__GOAL 1__
In the mantid feeder thread, rewrite the passage starting with "Crickets for larger" and going on through "figure out how.", replacing "tadpoles" with "minnows".

__SOURCE EXTRACT__
==========

# What is your/ your mantid's favorite grub?



## Quake (Sep 9, 2008)

I want everyone to share what feeder insects they like best and why.

House Flies

Blue Bottle Flies

Meal worms/ Super worms

Crickets

Etc


----------



## The_Asa (Sep 9, 2008)

Blue bottles and roaches


----------



## Rick (Sep 10, 2008)

Bluebottles and crickets and any insect I can find outside.


----------



## idolomantis (Sep 10, 2008)

curly wings, exept my tenodera. they eat fingers.


----------



## collinchang635 (Sep 10, 2008)

Any type of flies,

Flying termites,

Most flying insects moths, butterflies, etc...


----------



## idolomantis (Sep 10, 2008)

I Like Mantis said:


> Any type of flies, Flying termites,
> 
> Most flying insects moths, butterflies, etc...


butterflies? i never feed butterflies.

1 i don't see them

2 there just so pretty, i could never do that.


----------



## collinchang635 (Sep 10, 2008)

There are a lot of them in my garden. They aren't very beautiful. Just plain white or yellow. When they lay their eggs they turn into caterpilars and eat my dads plants. So I get them before they lay eggs. (I think)


----------



## d0rk2dafullest (Sep 10, 2008)

My orchids love bb's


----------



## OGIGA (Sep 10, 2008)

Someone's going to get me for this... haha, but...

Feeder goldfish because they are the cheapest ($/gram), can come in small quantities, very available, doesn't take much to acquire, and doesn't run away.


----------



## MantidLord (Sep 10, 2008)

OGIGA said:


> Someone's going to get me for this... haha, but...Feeder goldfish because they are the cheapest ($/gram), can come in small quantities, very available, doesn't take much to acquire, and doesn't run away.


lmao, you did that on purpose.

Fruit flies for nymphs

Crickets for larger nymphs and adults

and superworms for the Larger greedier ones

Very simple. I do feed them flies and each other every so often. BTW, I feed them each other only when I have a greedy pregnant female and a dying, dead, or repeatedly mated male.


----------



## hibiscusmile (Sep 11, 2008)

mine like fish too, only they are so hard to catch and hang onto, do u drop yours in and let them wiggle or what? also (dear God, I forgot what I was going to ask as I was typing it  ) Oh, got it now... not a question though! I wanted to feed mine some tadpoles, but can't seem to catch them, we have a bunch of little frogs, but the grandkids caught 10 of them last time they were here, and they were so tiny and cute, we let them go :lol: , but tadpoles are ugly so I could do that if I could figure out how.


----------



## collinchang635 (Sep 11, 2008)

==========

__PROVIDED ENTRIES__
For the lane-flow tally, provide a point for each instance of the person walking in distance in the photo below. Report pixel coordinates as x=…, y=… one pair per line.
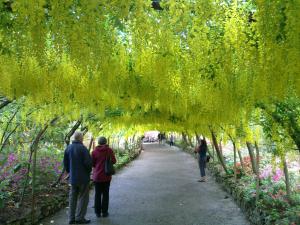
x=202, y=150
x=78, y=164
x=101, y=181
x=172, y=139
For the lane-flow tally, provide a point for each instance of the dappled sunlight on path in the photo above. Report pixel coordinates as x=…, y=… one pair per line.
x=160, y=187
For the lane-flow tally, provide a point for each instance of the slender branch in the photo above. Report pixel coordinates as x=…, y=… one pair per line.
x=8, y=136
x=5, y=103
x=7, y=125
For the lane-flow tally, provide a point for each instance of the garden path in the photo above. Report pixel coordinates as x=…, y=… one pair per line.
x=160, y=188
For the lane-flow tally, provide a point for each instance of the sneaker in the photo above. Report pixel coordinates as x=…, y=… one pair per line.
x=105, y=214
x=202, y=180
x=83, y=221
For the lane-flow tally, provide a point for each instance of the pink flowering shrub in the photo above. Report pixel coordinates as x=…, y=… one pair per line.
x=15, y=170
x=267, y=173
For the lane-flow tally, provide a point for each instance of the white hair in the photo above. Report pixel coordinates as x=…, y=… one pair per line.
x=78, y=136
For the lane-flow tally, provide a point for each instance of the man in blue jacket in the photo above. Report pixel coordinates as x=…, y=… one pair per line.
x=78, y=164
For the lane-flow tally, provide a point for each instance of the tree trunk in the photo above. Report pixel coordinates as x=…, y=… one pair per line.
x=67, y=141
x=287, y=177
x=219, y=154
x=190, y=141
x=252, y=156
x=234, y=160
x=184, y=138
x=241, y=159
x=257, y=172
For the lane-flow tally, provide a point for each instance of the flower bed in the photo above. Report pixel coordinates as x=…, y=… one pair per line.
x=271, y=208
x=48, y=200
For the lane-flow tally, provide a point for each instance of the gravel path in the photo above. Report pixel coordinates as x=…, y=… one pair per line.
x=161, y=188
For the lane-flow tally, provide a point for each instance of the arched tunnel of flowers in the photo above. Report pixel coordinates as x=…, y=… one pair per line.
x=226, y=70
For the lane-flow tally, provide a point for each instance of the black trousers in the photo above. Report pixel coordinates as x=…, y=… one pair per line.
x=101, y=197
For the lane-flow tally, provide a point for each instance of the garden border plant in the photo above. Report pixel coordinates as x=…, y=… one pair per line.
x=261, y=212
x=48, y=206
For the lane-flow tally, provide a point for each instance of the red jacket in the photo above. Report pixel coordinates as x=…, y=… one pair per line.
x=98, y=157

==========

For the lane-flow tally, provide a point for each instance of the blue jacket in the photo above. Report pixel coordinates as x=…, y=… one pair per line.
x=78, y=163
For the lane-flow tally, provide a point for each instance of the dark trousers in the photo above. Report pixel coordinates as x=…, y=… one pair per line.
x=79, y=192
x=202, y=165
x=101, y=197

==========

__GOAL 2__
Put the lines of the entries into a Markdown table with the columns Row and Line, starting with the line with "of the slender" and going on through the line with "x=160, y=188". Include both of those lines, leave out blank lines, and add nothing else.

__EXPECTED OUTPUT 1__
Crickets for larger nymphs and adults

and superworms for the Larger greedier ones

Very simple. I do feed them flies and each other every so often. BTW, I feed them each other only when I have a greedy pregnant female and a dying, dead, or repeatedly mated male.


----------



## hibiscusmile (Sep 11, 2008)

mine like fish too, only they are so hard to catch and hang onto, do u drop yours in and let them wiggle or what? also (dear God, I forgot what I was going to ask as I was typing it  ) Oh, got it now... not a question though! I wanted to feed mine some minnows, but can't seem to catch them, we have a bunch of little frogs, but the grandkids caught 10 of them last time they were here, and they were so tiny and cute, we let them go :lol: , but minnows are ugly so I could do that if I could figure out how.

__EXPECTED OUTPUT 2__
| Row | Line |
|---|---|
| 1 | For the lane-flow tally, provide a point for each instance of the slender branch in the photo above. Report pixel coordinates as x=…, y=… one pair per line. |
| 2 | x=8, y=136 |
| 3 | x=5, y=103 |
| 4 | x=7, y=125 |
| 5 | For the lane-flow tally, provide a point for each instance of the garden path in the photo above. Report pixel coordinates as x=…, y=… one pair per line. |
| 6 | x=160, y=188 |